ACTION ITEM - Every entry, from first to last, is to be written out exactly.

RECORDS -

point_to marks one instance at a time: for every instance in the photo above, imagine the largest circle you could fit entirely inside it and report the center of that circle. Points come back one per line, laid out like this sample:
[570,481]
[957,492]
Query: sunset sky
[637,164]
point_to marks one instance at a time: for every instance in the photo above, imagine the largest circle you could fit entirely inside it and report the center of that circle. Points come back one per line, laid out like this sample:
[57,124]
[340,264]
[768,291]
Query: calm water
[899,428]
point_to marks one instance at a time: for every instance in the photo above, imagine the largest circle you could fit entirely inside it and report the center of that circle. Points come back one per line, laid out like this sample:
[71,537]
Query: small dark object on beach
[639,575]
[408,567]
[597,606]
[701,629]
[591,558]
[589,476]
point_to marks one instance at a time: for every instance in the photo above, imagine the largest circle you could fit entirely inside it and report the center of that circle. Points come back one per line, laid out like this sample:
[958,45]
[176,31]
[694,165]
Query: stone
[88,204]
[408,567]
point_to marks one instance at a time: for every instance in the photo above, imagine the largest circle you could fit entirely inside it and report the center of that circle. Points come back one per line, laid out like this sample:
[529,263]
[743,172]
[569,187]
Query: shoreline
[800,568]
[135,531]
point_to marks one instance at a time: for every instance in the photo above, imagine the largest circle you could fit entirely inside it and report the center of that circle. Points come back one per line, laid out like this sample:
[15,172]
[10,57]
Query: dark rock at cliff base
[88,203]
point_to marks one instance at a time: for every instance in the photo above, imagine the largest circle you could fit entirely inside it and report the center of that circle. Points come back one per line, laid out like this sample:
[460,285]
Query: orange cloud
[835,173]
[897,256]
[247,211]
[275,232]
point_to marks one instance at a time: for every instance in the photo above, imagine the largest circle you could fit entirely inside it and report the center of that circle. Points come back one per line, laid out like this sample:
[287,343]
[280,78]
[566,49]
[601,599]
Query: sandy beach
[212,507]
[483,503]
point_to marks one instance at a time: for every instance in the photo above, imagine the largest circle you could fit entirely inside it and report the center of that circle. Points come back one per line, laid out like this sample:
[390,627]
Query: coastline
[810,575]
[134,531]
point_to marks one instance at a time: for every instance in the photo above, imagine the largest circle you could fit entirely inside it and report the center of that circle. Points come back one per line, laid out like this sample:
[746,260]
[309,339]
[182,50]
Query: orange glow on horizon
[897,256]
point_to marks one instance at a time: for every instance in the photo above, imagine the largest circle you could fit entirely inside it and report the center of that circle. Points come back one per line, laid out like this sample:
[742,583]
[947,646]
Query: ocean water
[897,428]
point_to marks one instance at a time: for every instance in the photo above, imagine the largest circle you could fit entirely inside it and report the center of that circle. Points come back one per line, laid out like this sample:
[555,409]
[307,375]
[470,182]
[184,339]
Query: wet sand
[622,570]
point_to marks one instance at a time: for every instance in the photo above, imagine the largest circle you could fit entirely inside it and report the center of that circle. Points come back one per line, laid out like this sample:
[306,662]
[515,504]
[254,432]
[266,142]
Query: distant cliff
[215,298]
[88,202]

ANSWER TO THIS PROBLEM -
point_to marks one instance at a time: for every instance in the photo above, imagine the largest circle you could fit entirely inside it and report the center of that circle. Points come back one per line, laid out like this sample:
[570,481]
[957,492]
Query: sunset sky
[637,164]
point_to marks one instance at a time: for every instance in the photo above, imagine the largest circle you could fit entirely inside it and report the center of that circle. Points come back one per line, laid out like this sample:
[57,124]
[340,264]
[768,291]
Query: calm water
[899,428]
point_to marks one instance at a time: for every instance in the photo above, imagine the largest circle you could fit entirely inside it and report the center of that circle. Points come back one per line, laid out like this sample:
[71,537]
Query: small dark object on beach
[639,575]
[408,567]
[597,606]
[701,629]
[591,558]
[589,476]
point_to marks one instance at a time: for every instance in the photo above, imagine the largest circle you could fit entirely inside it and report the center of that circle. Points come back one per line, laid out like this sample:
[958,45]
[176,31]
[694,165]
Query: stone
[88,204]
[408,567]
point_to marks one instance at a time: for every instance in the photo above, imagine the largest circle you could fit entirely inside it and report the center of that circle. Points come back one per line, laid out like this sample:
[529,263]
[743,172]
[569,187]
Query: shoreline
[800,568]
[135,531]
point_to marks one instance at a time: for every instance in the photo above, imagine the largest circle you could fit entirely inside it and report the center of that circle. Points come back one per line, laid out like this sample:
[15,172]
[10,57]
Query: dark rock at cliff base
[88,203]
point_to marks one instance at a time: for every instance in the photo above, imagine the largest circle you could fit entirely inside it and report the center of that circle. Points come back one per line, laid out like this sample:
[460,285]
Query: orange cloud
[835,173]
[897,256]
[247,211]
[275,232]
point_to marks one instance at a time: for every instance in the photo above, imagine the largest circle you could fit entirely inside it and report the center of that circle. Points come back one per line, laid out like this sample:
[287,343]
[280,78]
[566,49]
[601,599]
Query: sandy beach
[212,507]
[483,503]
point_to marks one instance at a time: for every instance in the photo above, imagine the largest circle you could fit entirely inside it and report the center of that circle. Points come back one per line, laid out like this sample:
[390,627]
Query: coastline
[810,575]
[134,531]
point_to marks one instance at a time: for every instance in the photo above, imagine the largest circle you could fit entirely inside it and report the center of that circle. Points come back one per line, laid out like this sample:
[746,260]
[309,339]
[182,50]
Query: orange glow on horizon
[897,256]
point_to marks one instance at a time: for every instance in the photo above, imagine the largest circle you could fit entirely inside it and report the center of that circle. Points come back one per line, laid out like this sample:
[742,583]
[947,646]
Query: ocean water
[897,428]
point_to marks one instance at a time: for every instance in the photo above, imagine the largest circle you could fit entirely inside it and report the center of that circle. Points come back one per line, laid out like this sample:
[555,409]
[307,375]
[470,182]
[184,339]
Query: wet sand
[622,570]
point_to marks one instance at a time: for every instance in the photo above, imagine the largest circle you could fit entirely inside it and report the center of that circle. Points come back one per line, laid out like this sample:
[306,662]
[515,504]
[254,432]
[266,142]
Query: distant cliff
[215,298]
[88,202]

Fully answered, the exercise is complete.